Down to the last line, reproduce the records exactly.

EXTRACTED MATERIAL Start Marker

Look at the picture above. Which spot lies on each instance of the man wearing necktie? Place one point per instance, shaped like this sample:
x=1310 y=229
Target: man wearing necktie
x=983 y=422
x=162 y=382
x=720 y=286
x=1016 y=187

EXTRACTED MATERIAL End Marker

[OUTPUT]:
Look at the picture above. Which spot lies on each instance of the man wearing necktie? Place one point per instance, shaped like this sample:
x=1310 y=229
Target: man wearing necktie
x=983 y=422
x=162 y=382
x=720 y=286
x=1016 y=187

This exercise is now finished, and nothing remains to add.